[OBJECTIVE] Everything from the line that contains "of the bumpy" through the last line of the listing must be copied exactly, with both of those lines included and no others.

Stored data
* * *
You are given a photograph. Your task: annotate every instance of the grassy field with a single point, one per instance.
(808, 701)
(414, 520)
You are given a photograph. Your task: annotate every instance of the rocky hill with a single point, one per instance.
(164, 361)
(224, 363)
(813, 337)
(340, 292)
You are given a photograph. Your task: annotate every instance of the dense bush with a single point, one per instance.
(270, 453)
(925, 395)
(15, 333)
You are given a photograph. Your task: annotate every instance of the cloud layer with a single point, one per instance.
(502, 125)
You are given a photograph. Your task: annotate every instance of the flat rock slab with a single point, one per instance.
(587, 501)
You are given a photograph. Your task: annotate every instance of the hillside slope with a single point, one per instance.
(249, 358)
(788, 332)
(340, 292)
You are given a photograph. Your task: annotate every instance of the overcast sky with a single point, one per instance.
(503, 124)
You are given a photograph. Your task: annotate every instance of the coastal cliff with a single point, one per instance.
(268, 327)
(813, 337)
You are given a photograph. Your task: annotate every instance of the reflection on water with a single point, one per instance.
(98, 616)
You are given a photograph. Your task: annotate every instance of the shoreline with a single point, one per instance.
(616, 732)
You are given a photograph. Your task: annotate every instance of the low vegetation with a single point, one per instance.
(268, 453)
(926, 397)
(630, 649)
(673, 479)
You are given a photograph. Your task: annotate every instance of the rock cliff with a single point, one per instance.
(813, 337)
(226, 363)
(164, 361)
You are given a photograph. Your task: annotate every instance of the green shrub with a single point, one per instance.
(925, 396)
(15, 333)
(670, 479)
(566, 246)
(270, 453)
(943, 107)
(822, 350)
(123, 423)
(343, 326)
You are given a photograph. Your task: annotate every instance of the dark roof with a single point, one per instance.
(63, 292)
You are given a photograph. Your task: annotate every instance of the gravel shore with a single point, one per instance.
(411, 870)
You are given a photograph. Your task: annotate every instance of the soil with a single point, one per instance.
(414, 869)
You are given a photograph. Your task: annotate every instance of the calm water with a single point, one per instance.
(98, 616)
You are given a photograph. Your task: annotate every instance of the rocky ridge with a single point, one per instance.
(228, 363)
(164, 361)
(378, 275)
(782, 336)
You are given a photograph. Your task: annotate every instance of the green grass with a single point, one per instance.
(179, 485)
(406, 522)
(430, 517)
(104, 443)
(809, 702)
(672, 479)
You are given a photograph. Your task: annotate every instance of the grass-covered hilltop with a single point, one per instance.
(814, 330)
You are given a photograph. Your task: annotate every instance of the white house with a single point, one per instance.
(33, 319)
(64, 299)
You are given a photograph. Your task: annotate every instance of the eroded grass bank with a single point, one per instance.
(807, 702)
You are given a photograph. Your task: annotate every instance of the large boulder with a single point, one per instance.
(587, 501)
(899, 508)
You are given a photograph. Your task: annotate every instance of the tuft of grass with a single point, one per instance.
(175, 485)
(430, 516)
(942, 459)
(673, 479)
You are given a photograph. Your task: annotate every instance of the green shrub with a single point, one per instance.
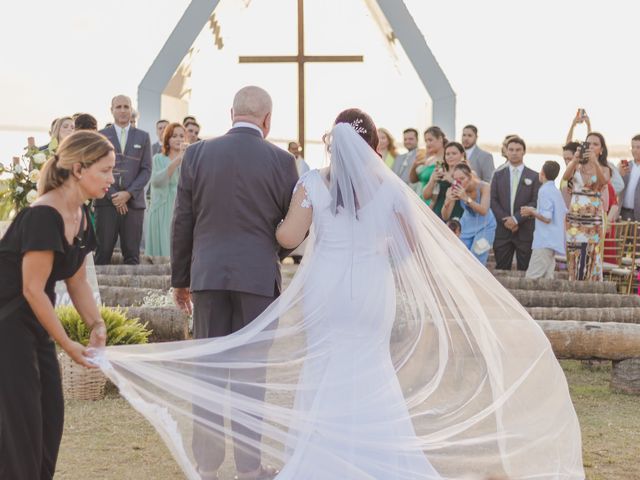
(120, 329)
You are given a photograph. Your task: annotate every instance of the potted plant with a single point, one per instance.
(78, 382)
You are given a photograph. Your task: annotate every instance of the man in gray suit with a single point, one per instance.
(480, 161)
(514, 187)
(233, 192)
(121, 212)
(403, 163)
(630, 172)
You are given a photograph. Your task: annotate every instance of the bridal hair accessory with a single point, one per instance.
(356, 125)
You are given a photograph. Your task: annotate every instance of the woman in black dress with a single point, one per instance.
(46, 242)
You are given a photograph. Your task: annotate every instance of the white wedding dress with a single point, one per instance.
(392, 355)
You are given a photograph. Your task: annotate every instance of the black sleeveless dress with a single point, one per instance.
(31, 403)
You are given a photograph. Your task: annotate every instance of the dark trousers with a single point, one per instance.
(31, 403)
(110, 225)
(217, 313)
(505, 247)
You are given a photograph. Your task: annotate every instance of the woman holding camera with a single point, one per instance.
(438, 185)
(426, 163)
(46, 242)
(478, 222)
(584, 224)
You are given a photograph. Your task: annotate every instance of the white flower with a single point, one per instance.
(31, 196)
(39, 158)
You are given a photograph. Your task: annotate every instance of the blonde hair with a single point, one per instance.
(84, 147)
(57, 125)
(391, 148)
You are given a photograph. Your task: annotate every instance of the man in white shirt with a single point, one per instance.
(481, 162)
(630, 172)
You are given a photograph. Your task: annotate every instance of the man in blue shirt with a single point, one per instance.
(548, 236)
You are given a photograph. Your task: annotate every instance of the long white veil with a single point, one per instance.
(475, 375)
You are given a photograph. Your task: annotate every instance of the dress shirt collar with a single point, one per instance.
(248, 125)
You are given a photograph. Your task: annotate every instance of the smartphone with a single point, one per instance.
(583, 150)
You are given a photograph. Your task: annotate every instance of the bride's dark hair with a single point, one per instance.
(362, 123)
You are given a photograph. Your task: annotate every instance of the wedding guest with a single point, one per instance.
(513, 187)
(582, 117)
(84, 121)
(548, 235)
(47, 242)
(631, 174)
(120, 214)
(424, 165)
(584, 225)
(165, 173)
(503, 151)
(193, 131)
(403, 163)
(442, 179)
(62, 127)
(481, 162)
(387, 147)
(296, 151)
(478, 224)
(160, 126)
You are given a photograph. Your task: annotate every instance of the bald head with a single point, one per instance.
(253, 104)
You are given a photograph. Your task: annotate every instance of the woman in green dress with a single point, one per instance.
(165, 172)
(442, 179)
(386, 147)
(426, 162)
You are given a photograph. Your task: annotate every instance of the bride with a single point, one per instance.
(393, 353)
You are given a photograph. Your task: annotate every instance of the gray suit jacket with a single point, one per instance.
(233, 192)
(636, 197)
(133, 168)
(402, 165)
(482, 163)
(526, 195)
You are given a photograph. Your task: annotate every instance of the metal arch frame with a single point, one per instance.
(401, 23)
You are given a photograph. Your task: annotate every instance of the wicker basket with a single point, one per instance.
(80, 383)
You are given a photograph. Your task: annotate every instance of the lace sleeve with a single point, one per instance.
(292, 230)
(300, 195)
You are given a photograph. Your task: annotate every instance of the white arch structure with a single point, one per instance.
(392, 16)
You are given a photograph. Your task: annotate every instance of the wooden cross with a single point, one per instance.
(301, 59)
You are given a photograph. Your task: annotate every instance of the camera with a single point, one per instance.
(583, 150)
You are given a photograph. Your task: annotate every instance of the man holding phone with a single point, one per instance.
(630, 171)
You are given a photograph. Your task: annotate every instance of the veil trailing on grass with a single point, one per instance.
(393, 354)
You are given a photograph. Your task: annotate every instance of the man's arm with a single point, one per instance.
(182, 226)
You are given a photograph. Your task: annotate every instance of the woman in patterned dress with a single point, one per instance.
(585, 220)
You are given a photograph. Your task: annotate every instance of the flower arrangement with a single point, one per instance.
(20, 188)
(121, 330)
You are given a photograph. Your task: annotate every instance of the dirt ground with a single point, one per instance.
(109, 440)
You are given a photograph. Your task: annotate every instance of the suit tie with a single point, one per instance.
(123, 139)
(515, 178)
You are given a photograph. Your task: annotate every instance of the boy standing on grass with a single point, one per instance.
(548, 236)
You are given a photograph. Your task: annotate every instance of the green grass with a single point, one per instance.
(108, 440)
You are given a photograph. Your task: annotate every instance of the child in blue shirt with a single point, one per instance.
(548, 236)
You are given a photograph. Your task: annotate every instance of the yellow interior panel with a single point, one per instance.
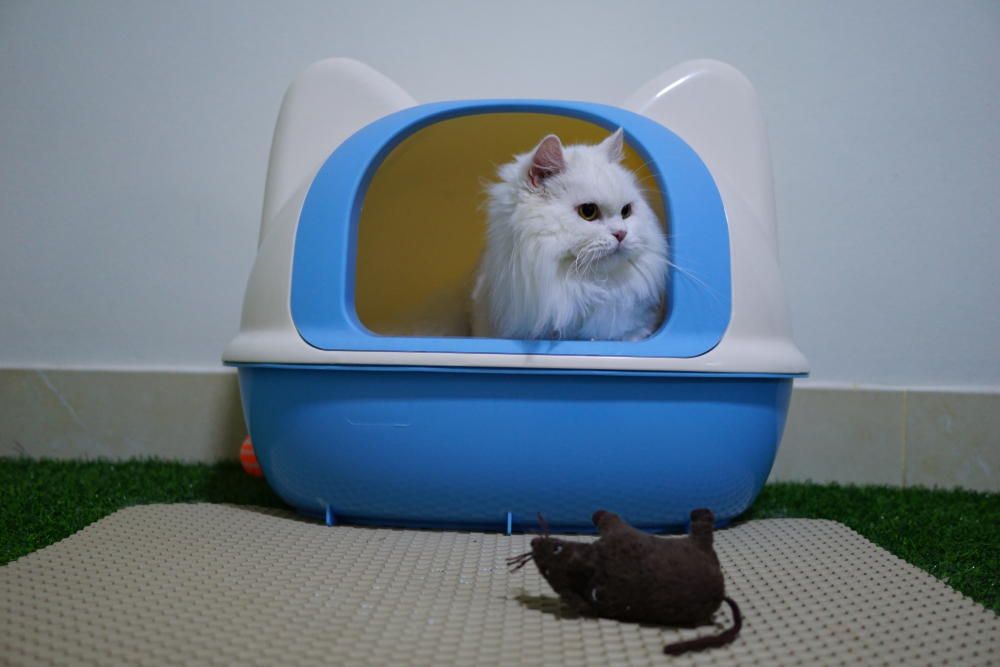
(423, 219)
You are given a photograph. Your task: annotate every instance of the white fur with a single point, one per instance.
(548, 273)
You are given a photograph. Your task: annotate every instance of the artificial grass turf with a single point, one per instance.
(954, 535)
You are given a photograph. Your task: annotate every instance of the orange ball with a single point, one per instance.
(249, 459)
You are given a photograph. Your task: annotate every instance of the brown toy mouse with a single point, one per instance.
(629, 575)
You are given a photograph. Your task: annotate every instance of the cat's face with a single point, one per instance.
(581, 209)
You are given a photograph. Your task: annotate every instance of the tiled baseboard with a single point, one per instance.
(850, 436)
(897, 437)
(120, 415)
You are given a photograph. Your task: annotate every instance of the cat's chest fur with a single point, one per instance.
(573, 250)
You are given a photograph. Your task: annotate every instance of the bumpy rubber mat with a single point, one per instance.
(222, 585)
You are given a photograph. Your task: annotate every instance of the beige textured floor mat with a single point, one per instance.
(223, 585)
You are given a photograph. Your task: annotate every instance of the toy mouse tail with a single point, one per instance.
(709, 642)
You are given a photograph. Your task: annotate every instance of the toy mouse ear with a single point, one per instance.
(547, 161)
(614, 145)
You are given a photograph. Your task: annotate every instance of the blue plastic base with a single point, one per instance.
(461, 449)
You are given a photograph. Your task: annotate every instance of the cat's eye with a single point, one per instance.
(587, 211)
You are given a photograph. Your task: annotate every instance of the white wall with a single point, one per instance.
(134, 140)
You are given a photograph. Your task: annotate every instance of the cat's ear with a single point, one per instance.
(547, 161)
(614, 145)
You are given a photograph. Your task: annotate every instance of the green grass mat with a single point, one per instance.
(954, 535)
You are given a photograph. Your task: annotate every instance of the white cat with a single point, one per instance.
(573, 250)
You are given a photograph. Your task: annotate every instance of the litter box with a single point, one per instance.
(373, 202)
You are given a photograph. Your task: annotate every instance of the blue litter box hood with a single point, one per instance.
(349, 425)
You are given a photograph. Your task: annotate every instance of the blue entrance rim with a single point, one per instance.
* * *
[OUTPUT FOR THIS TASK]
You are given a photograph. Your task: annotate every instance of the bumpy rubber mat with a single point, one per instance.
(222, 585)
You are given a photograph. Your task: annotate every instance of the beige textured floor mat with a single point, one per instance.
(223, 585)
You are given a photograph. Your task: annotate every instance of the toy mouse tail with a single point, one per instance.
(709, 642)
You are given a photograph. Your task: annotate every instance of the toy mouse ear with a single point, one per instance.
(547, 161)
(614, 145)
You are given a photograph. Your task: annotate every instance of the blue plastic base with a single point, one per instance.
(461, 449)
You are given a photograph. Your task: annotate every instance of the cat's eye with a single point, one per instance.
(587, 211)
You are given a photograph. Your task: annotate every instance of the white wall with a single point, one per instance.
(134, 140)
You are given a photograph. Your task: annotate every instance of the cat's ear with a single point, one per instance.
(547, 161)
(614, 145)
You are given a photograph. Your task: annotate every instance of the green grass mat with a single point, one per instance.
(954, 535)
You are given a photograph. Your task: annotate every instance of the white cat with a single point, one per instance.
(573, 250)
You are given a photograph. Your task: annotate every instance of the litter box with a single point, one per instance.
(373, 202)
You are given a photograph. Your task: annotate every instance of the blue litter box hood with a single point, one per instance.
(349, 425)
You are given a photograph. Your task: annotate every instance of the blue entrance rim with a single point, one per instance.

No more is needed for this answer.